Record provenienti da una fonte di dati:
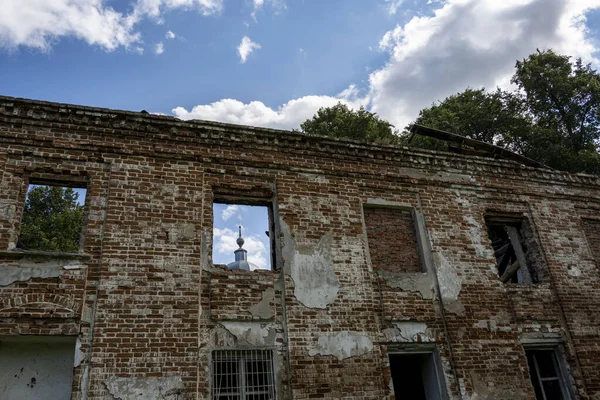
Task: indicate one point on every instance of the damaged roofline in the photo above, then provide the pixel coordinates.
(323, 144)
(485, 149)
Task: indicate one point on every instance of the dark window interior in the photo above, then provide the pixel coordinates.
(511, 251)
(415, 376)
(52, 218)
(545, 375)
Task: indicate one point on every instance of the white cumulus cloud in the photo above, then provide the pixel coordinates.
(41, 23)
(470, 43)
(246, 47)
(224, 242)
(155, 8)
(393, 5)
(288, 116)
(229, 211)
(462, 43)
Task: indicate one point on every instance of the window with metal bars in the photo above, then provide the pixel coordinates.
(243, 375)
(545, 372)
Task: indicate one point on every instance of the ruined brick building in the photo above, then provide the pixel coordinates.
(431, 275)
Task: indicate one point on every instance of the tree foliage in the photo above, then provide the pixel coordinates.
(52, 220)
(553, 115)
(341, 122)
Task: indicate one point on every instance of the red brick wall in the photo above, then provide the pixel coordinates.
(392, 240)
(592, 232)
(150, 304)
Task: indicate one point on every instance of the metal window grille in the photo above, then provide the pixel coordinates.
(545, 375)
(243, 375)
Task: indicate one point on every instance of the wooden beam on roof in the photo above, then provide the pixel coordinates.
(485, 149)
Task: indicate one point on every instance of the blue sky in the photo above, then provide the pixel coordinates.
(254, 221)
(273, 63)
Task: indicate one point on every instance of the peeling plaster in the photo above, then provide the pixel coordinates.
(573, 271)
(450, 284)
(10, 275)
(475, 230)
(485, 388)
(342, 345)
(409, 281)
(312, 269)
(384, 202)
(177, 232)
(145, 388)
(315, 178)
(264, 308)
(409, 331)
(438, 176)
(252, 333)
(79, 356)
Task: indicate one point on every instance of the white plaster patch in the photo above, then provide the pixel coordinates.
(342, 345)
(475, 229)
(79, 356)
(315, 282)
(418, 282)
(253, 333)
(450, 284)
(145, 388)
(315, 178)
(410, 331)
(9, 275)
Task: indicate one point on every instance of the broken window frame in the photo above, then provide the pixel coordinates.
(73, 182)
(559, 366)
(511, 259)
(423, 350)
(237, 360)
(255, 202)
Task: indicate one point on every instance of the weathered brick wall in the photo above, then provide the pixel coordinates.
(149, 308)
(243, 295)
(392, 240)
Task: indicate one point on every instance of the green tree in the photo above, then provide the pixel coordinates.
(52, 220)
(341, 122)
(553, 115)
(496, 117)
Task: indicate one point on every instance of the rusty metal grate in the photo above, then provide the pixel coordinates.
(243, 375)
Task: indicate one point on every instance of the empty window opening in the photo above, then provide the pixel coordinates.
(243, 375)
(592, 233)
(52, 218)
(392, 239)
(416, 376)
(546, 375)
(243, 236)
(36, 367)
(513, 249)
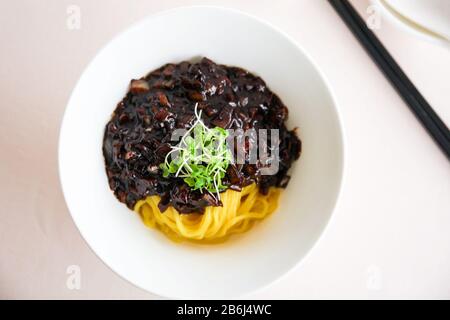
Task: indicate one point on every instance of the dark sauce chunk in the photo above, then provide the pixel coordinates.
(138, 136)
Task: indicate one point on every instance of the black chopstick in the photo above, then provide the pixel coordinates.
(406, 89)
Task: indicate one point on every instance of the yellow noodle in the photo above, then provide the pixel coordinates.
(239, 212)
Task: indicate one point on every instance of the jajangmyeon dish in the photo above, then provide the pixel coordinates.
(199, 150)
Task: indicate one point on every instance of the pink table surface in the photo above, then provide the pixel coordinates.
(389, 237)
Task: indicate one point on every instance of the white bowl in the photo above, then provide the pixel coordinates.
(246, 262)
(425, 19)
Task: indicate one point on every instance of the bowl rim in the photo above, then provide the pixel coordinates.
(310, 60)
(407, 25)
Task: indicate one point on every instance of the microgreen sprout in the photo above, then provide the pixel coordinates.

Problema da risolvere — Puoi riscrivere tutto il materiale come un elenco JSON di stringhe, una per ogni riga, omettendo le righe vuote? Lascia fuori dalla risposta le immagini.

Risultato del compito —
[
  "Task: indicate one point on every instance of the damaged roofline in the photo above, then provide the pixel coordinates.",
  "(323, 144)",
  "(485, 149)",
  "Task: indicate one point on every instance of the dark window interior in the photo above, then provide the pixel coordinates.",
  "(511, 251)",
  "(415, 376)",
  "(52, 218)",
  "(545, 375)",
  "Task: indicate one point on every instance of the white cumulus cloud in the photo above, then provide the pixel coordinates.",
  "(41, 23)",
  "(470, 43)",
  "(246, 47)",
  "(224, 242)",
  "(155, 8)",
  "(393, 5)",
  "(288, 116)",
  "(229, 211)",
  "(462, 43)",
  "Task: indicate one point on every instance of the window with metal bars in the photo above, then provide the pixel coordinates.",
  "(243, 375)",
  "(545, 372)",
  "Task: indicate one point on every instance of the ruined brick building in the photo above, then provide the pixel coordinates.",
  "(431, 275)",
  "Task: indicate one point on every instance of the tree foliage in the photo above, then provide the pixel coordinates.",
  "(52, 220)",
  "(553, 115)",
  "(341, 122)",
  "Task: indicate one point on every instance of the red brick wall in the photo above, then provide the pixel coordinates.",
  "(392, 240)",
  "(592, 232)",
  "(150, 304)",
  "Task: indicate one point on every instance of the metal window grille in the photo above, then provide the pixel coordinates.",
  "(545, 375)",
  "(243, 375)",
  "Task: indicate one point on every instance of the wooden beam on roof in the photo above, then provide the pixel coordinates.",
  "(485, 149)",
  "Task: indicate one point on every instance of the blue sky in the photo above, then provide the pixel coordinates.",
  "(254, 221)",
  "(273, 63)",
  "Task: indicate one point on every instance of the peeling plaster in the photo above, then provide the pixel coordinates.",
  "(573, 271)",
  "(450, 284)",
  "(10, 275)",
  "(475, 230)",
  "(485, 388)",
  "(342, 345)",
  "(409, 281)",
  "(312, 269)",
  "(384, 202)",
  "(177, 232)",
  "(145, 388)",
  "(315, 178)",
  "(264, 308)",
  "(409, 331)",
  "(438, 176)",
  "(252, 333)",
  "(79, 356)",
  "Task: indicate one point on every instance of the white plaster patch in the photo above, then provide the pixel coordinates.",
  "(342, 345)",
  "(475, 229)",
  "(79, 356)",
  "(315, 282)",
  "(418, 282)",
  "(253, 333)",
  "(450, 284)",
  "(145, 388)",
  "(315, 178)",
  "(410, 331)",
  "(9, 275)",
  "Task: indicate one point on every instance of the broken window frame in the photo above, then provide the pixel coordinates.",
  "(73, 182)",
  "(559, 366)",
  "(511, 259)",
  "(423, 350)",
  "(237, 360)",
  "(255, 202)",
  "Task: indicate one point on every instance of the weathered brick wall in the photo above, then provide the pixel coordinates.",
  "(149, 308)",
  "(243, 295)",
  "(392, 240)",
  "Task: indicate one point on every instance of the green tree in the photo above, then provide the pixel coordinates.",
  "(52, 220)",
  "(341, 122)",
  "(553, 115)",
  "(496, 117)",
  "Task: indicate one point on every instance of the rusty metal grate in the photo above, then provide the pixel coordinates.",
  "(243, 375)",
  "Task: indicate one point on every instance of the empty window opening in the photo above, then provide the pixel coordinates.",
  "(243, 375)",
  "(592, 233)",
  "(52, 218)",
  "(392, 239)",
  "(416, 376)",
  "(546, 375)",
  "(243, 236)",
  "(36, 367)",
  "(513, 249)",
  "Task: indicate one point on every instance of the dark sauce chunk in the photo above, then provide the pixel coordinates.",
  "(138, 136)",
  "Task: indicate one point on every instance of the black chopstick in the photo above, then provide the pixel coordinates.",
  "(406, 89)",
  "Task: indicate one point on every instance of the yellow noodle in the photo above, then provide the pixel coordinates.",
  "(239, 212)",
  "Task: indicate one point on every instance of the jajangmyeon dish in the photo above, then provide the pixel coordinates.",
  "(199, 150)",
  "Task: indicate one point on every instance of the pink table surface in the photo above, then provide the pixel coordinates.",
  "(389, 237)",
  "Task: indicate one point on every instance of the white bowl in the photo above, then provide the pixel coordinates.",
  "(246, 262)",
  "(425, 19)",
  "Task: indicate one point on every instance of the bowl rim in the photo above, then provide the pixel coordinates.",
  "(310, 60)",
  "(407, 25)",
  "Task: indicate one point on every instance of the microgreen sprout in the photo above, then provide the pixel coordinates."
]